-- What is expected --
The answer should contain each record below, repeated exactly.
*** Opening of Data for processing ***
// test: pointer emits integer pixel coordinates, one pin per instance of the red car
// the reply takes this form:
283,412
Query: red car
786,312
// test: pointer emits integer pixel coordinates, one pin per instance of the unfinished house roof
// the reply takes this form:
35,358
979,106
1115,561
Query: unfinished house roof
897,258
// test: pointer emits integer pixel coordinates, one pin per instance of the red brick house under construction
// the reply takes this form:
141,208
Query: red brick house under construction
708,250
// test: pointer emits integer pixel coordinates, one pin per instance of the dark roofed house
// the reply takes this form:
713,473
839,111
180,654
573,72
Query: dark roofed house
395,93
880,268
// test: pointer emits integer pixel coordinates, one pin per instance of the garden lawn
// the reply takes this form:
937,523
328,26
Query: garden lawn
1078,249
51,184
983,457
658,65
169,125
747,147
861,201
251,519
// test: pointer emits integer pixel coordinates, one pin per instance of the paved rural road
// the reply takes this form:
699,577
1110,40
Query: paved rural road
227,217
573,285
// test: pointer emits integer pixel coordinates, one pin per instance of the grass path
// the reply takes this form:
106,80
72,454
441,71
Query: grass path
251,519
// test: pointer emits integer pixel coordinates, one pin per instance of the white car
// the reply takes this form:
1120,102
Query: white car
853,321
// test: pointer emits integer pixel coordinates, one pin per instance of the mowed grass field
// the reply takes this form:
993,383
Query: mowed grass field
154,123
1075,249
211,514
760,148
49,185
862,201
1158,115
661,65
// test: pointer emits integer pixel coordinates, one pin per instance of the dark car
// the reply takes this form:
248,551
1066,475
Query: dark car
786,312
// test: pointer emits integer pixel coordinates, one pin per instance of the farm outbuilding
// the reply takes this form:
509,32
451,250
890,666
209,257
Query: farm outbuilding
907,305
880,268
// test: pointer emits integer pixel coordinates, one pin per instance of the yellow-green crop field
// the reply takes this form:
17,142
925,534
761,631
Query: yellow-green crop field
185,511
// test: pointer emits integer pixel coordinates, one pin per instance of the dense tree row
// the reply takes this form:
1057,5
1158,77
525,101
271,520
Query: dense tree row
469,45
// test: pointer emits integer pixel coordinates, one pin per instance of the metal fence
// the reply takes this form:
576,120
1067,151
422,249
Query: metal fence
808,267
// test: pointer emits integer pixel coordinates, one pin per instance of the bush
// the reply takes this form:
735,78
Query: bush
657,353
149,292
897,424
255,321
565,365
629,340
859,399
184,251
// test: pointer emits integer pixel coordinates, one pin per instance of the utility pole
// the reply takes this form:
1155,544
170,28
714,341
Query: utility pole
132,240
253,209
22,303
*** Close of Data for processing ***
-- Answer below --
// test: pointer emits integer pixel coordinates, one pin per instance of the red car
// the reply takes this form:
283,412
Query: red car
786,312
// test: pointer emits integer pixel coordinates, one pin per instance of the unfinished house roof
// the reply takes this form:
35,358
979,106
1115,561
Query: unfinished house roof
897,258
// test: pointer emits integer pixel coordinates, one pin per instance of the red brick house under construction
// the reply takes this form:
141,208
Query: red brick house under construction
708,250
// test: pointer emits integer pixel coordinates, one pin per instance of the dark roofed house
// the reply takes this form:
713,473
839,111
180,654
573,72
Query: dark roofed house
395,93
880,268
// test: pointer emits integer pixel coordinates, one pin per instance of the garden lawn
// the reply takes this form:
937,523
328,26
Query: garden lawn
1078,249
51,184
983,457
658,65
169,125
747,147
861,201
251,519
// test: pointer emits integer pixel coordinates, one pin per instance of the paved rural road
// the reply takes this form:
699,577
1110,40
Query: paved rural road
227,217
573,285
// test: pointer emits integer pixel coordinates, one pin per instance of the grass path
// the reply takes this form:
106,80
72,454
441,71
Query: grass path
251,519
// test: pointer emits integer pixel coordinates, one pin per instance of the white car
// the reply takes this form:
1120,102
Query: white car
853,321
// test: pointer emits integer pixel coordinates, one pin per instance of the mowed grass field
// the reply takes this form:
993,383
Query: mowed grass field
154,123
1075,249
211,514
760,148
49,185
862,201
1158,115
661,65
// test: pointer emits integer pixel coordinates, one pin per instance of the dark car
// the reply takes this form:
248,551
1066,475
Query: dark car
786,312
// test: pointer emits integer pixel coordinates, one pin per instance of the farm outbuilding
// the reply takes this form:
509,32
451,250
890,666
209,257
Query: farm outbuilding
907,305
880,268
// test: pointer emits integer pixel coordinates, one pin per instance of the yellow-green crop field
// the reply takes this form:
17,142
925,534
761,631
Query: yellow-green crop field
185,511
// test: pointer emits integer pixel coordinates, one pin per instance of the dense tree row
// the reply takes this form:
1057,5
1158,77
525,101
271,520
Query: dense tree row
469,45
// test: pointer emits integer pixel coordinates, one pin per instance of the metal fence
// the reply takes this form:
576,120
1067,151
422,249
Query: metal fence
808,267
// test: pointer emits integer pixel coordinates, one pin per instance of the bush
// the reply takes this form:
735,78
Query: bush
657,353
149,292
897,424
255,321
565,365
629,340
859,399
184,251
// test: pointer emits integer pixel coordinates, one pin per instance of the utility pole
// the reply takes this form:
1155,544
170,28
714,341
Query: utility pole
132,240
253,209
22,303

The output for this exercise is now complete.